#### Extracted text:
At the Highest Levels
One of the most fascinating aspects of At the Highest Levels: The Inside Story of the End of the Cold War is the book’s total fulfillment of its promise to provide readers with an insider’s view of what happened at key policy meetings, superpower summits, and supposedly secret conversations at the end of the Cold War. In their direct quotes and uncannily close descriptions of the talks, actions, and plans of leaders such as George Bush, Mikhail Gorbachev, James Baker, and Eduard Shevardnadze, historian Michael Beschloss and former journalist Strobe Talbott reveal their amazing access to the world players who have made recent history.
Written in part during the crucial years 1989 to 1991, At the Highest Levels tells its remarkable story in roughly chronological fashion and headlines each chapter with a personal quote by one of the statesmen involved. This method establishes a strong sense of immediacy, if not suspense, and allows the reader to live again through those influential times when a world order was suddenly overturned. An outline of the events under discussion, which is printed in front and back of the book, greatly helps the reader to keep track.

#### Stated task 1:
Answer these questions from the review:
(a) During which years was the book written in part?
(b) Which historian co-wrote the book with Strobe Talbott?
(c) What is printed in the front and back of the book?
The review and the rows are unrelated material.

#### Record set:

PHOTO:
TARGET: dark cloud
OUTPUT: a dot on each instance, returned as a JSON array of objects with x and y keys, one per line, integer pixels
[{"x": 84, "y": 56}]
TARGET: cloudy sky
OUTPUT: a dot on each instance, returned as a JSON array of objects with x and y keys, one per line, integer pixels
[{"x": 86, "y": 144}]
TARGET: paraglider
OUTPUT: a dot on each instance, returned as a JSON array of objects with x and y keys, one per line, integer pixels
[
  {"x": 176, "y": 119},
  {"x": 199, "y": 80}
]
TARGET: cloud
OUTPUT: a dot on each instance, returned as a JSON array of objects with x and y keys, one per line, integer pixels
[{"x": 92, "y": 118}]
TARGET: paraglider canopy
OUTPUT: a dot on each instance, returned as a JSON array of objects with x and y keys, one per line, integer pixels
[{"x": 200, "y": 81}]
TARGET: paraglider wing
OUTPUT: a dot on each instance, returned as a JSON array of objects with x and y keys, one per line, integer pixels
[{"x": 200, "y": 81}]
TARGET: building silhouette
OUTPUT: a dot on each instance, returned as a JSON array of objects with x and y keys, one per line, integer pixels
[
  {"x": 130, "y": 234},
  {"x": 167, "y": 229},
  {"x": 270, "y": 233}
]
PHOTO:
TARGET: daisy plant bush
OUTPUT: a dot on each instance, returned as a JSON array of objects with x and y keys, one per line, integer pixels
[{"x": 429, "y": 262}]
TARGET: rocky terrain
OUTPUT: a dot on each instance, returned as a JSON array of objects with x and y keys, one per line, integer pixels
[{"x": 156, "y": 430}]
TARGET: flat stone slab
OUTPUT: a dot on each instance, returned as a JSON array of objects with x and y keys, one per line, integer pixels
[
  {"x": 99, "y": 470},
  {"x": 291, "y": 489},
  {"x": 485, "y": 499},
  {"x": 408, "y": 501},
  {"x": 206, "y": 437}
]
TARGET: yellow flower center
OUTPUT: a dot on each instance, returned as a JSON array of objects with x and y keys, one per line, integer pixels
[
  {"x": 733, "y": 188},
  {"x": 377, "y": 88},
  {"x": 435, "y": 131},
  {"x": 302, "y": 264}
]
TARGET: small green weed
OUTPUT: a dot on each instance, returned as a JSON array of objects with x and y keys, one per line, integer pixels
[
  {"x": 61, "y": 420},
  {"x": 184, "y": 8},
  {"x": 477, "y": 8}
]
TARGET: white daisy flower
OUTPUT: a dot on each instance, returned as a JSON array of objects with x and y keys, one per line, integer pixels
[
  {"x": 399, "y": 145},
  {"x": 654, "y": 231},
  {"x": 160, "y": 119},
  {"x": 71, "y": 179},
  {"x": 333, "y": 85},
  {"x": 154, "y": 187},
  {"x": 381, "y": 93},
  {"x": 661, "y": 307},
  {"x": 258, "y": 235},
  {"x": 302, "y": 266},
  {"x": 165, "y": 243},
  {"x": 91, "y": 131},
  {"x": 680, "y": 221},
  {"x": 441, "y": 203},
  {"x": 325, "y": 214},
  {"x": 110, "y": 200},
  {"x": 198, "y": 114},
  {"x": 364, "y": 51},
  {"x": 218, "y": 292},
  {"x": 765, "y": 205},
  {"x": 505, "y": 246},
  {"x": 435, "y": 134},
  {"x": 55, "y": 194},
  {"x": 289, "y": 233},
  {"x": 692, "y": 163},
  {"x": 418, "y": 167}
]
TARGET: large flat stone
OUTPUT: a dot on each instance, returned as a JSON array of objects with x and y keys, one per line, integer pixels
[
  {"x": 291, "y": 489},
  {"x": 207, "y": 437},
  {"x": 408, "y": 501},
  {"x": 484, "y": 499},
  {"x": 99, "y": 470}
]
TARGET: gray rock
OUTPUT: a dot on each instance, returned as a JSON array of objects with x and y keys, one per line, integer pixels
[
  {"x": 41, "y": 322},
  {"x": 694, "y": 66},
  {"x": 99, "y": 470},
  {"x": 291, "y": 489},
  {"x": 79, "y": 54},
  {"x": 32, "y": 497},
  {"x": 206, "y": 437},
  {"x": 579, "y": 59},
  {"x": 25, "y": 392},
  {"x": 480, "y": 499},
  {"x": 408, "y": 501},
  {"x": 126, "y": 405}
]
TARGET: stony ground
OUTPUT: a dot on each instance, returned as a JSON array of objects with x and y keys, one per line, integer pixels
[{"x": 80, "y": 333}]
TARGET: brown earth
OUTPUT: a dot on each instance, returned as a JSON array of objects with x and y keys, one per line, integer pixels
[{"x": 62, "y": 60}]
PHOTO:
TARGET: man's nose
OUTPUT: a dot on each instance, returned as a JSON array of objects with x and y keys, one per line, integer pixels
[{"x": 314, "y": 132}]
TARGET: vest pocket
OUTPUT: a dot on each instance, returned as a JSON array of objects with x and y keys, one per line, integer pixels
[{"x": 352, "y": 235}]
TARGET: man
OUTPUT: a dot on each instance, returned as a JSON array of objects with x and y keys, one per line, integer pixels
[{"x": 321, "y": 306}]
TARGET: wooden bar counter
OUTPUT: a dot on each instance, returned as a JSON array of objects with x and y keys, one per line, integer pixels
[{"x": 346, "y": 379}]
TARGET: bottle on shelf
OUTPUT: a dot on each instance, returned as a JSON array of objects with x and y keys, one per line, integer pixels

#### Stated task 2:
Tally the lines of the rows that contain the string "flat", with case counting, and give only the number.

#### Full answer 1:
(a) 1989 to 1991
(b) Michael Beschloss
(c) An outline of the events under discussion

#### Full answer 2:
2